### OBJECTIVE
Copy every line of the entries below, requests included, and add 55 to each number in the answer coordinates.

### DATA FOR THE TASK
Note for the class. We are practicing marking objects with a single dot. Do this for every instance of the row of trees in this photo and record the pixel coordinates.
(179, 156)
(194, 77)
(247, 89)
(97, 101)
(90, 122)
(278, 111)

### WRITTEN ANSWER
Note for the class. We are practicing marking objects with a single dot. Do this for every instance of the row of trees in this photo and record the pixel coordinates.
(234, 211)
(249, 132)
(302, 144)
(152, 156)
(145, 177)
(333, 166)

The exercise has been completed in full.